From the line containing "of the cardboard" to the last line of the records below, retype every line exactly and output nothing else.

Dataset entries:
=== Begin Enclosure ===
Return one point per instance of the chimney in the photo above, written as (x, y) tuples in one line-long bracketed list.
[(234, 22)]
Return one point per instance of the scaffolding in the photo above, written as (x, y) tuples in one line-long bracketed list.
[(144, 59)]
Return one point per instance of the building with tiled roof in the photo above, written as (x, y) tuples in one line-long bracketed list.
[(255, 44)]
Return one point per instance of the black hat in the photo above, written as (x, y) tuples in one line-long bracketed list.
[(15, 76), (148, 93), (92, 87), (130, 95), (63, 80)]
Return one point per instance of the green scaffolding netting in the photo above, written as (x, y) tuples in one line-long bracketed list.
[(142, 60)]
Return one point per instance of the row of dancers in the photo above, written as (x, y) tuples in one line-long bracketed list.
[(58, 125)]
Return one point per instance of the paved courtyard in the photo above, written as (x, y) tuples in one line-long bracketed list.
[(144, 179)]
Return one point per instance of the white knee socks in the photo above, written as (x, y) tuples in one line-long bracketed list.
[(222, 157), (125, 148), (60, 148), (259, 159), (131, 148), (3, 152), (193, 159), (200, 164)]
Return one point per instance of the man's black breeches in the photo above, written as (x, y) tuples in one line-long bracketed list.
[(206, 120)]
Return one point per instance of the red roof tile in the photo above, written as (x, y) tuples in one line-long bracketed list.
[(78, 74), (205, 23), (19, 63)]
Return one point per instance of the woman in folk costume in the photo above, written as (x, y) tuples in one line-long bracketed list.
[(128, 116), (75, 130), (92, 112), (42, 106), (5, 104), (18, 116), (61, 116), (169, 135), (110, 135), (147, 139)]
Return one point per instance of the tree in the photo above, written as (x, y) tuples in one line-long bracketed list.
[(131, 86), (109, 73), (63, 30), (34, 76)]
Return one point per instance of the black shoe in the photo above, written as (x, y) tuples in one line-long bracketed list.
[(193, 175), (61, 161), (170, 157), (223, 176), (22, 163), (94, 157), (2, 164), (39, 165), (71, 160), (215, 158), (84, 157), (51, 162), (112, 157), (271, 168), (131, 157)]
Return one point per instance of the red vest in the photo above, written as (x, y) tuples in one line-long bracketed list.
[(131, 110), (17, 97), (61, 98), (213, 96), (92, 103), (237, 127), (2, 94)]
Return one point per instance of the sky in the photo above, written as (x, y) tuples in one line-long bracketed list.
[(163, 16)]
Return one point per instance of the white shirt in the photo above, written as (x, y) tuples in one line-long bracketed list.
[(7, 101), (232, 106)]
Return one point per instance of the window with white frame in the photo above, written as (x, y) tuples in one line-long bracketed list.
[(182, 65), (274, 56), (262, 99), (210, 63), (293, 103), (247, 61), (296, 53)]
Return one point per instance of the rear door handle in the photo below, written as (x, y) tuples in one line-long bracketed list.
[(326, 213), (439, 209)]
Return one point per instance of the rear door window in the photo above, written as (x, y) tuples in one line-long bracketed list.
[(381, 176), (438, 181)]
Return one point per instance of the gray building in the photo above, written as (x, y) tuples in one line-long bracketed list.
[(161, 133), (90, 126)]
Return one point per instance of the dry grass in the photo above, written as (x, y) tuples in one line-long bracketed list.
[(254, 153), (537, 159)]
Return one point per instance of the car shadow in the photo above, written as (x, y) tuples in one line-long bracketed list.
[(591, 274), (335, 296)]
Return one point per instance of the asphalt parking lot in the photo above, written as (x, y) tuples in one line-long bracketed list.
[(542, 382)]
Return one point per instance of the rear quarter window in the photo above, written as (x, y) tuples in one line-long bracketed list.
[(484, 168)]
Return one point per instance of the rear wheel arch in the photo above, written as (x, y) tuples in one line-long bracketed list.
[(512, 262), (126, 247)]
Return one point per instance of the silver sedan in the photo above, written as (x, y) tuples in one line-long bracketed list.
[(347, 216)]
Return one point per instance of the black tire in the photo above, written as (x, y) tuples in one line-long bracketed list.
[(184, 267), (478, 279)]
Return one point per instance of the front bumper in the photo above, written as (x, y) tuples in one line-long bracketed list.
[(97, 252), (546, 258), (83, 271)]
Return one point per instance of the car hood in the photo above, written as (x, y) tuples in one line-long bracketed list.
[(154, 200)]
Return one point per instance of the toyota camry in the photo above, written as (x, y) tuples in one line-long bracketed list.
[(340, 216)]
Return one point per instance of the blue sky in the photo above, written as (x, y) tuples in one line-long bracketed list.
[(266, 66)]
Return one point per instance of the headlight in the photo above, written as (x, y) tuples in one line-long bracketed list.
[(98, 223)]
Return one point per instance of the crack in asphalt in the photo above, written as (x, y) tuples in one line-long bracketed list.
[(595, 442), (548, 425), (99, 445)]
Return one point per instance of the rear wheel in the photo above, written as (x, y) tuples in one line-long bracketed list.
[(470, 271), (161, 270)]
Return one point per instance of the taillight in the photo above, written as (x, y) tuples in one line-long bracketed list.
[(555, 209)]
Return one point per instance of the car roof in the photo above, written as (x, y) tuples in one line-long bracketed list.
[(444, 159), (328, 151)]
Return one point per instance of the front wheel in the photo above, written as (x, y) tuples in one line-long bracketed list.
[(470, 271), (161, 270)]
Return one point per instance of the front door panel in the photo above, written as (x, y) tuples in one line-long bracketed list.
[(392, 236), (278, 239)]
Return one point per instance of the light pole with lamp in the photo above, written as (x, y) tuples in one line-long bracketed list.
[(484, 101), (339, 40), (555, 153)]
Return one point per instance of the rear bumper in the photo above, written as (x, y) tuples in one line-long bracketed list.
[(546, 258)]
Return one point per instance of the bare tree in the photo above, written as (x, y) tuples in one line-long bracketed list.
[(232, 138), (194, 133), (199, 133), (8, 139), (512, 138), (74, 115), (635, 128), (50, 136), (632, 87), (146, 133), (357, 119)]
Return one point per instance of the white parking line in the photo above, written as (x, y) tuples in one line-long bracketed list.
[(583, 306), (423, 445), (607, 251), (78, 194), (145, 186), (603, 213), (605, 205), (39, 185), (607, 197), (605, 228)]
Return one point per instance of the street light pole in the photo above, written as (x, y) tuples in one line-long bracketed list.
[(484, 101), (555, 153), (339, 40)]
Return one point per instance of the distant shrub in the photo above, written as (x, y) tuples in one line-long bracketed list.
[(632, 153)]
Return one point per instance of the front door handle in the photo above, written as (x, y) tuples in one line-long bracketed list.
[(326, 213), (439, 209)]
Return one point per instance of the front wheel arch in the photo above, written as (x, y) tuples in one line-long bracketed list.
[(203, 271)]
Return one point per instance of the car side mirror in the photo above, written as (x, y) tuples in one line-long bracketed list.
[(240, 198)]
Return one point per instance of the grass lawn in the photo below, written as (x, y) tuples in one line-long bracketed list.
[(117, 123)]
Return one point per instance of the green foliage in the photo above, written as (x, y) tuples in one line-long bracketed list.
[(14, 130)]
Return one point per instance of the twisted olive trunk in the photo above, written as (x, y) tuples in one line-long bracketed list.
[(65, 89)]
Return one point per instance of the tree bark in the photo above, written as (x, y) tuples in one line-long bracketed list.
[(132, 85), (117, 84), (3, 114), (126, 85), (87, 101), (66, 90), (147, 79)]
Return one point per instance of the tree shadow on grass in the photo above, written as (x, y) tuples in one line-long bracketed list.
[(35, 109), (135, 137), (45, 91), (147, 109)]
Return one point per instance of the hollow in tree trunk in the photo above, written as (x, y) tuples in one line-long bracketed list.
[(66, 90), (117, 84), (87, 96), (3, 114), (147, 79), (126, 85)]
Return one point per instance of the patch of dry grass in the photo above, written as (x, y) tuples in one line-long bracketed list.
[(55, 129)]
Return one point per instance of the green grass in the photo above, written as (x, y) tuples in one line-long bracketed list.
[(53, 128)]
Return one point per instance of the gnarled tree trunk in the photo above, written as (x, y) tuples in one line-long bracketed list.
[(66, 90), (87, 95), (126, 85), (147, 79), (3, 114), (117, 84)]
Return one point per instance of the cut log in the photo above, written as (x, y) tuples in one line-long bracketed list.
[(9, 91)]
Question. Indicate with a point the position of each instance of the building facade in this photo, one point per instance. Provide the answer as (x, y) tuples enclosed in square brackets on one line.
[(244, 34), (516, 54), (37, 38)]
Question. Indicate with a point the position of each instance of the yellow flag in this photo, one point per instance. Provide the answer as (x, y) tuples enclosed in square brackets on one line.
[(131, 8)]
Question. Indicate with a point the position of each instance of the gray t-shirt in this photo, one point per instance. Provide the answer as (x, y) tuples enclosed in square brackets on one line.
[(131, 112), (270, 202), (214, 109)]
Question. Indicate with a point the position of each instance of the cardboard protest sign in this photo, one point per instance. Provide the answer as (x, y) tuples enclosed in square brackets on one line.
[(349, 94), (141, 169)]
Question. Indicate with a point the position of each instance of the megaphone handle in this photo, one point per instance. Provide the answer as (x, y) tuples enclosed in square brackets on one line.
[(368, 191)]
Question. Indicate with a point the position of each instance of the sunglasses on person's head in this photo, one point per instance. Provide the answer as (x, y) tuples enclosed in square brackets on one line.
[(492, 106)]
=== End Enclosure ===
◆ Result
Question. Indicate with a point the position of each instance of the cardboard protest sign in this photo, one point per instance. Provide the answer as (x, y) tuples enclosed in square brackets on one line.
[(349, 94), (141, 169)]
Question. Indicate with a point the position of each instance of the megaphone handle in this photo, one point per instance. Provide the answer as (x, y) tuples enclosed in square brackets on one line.
[(368, 191)]
Question. Indicate with a point the position of each instance of the sunglasses on person's head in this photo, one point per instance. Provide the answer as (x, y) tuples enclosed in square brackets on one line.
[(492, 106)]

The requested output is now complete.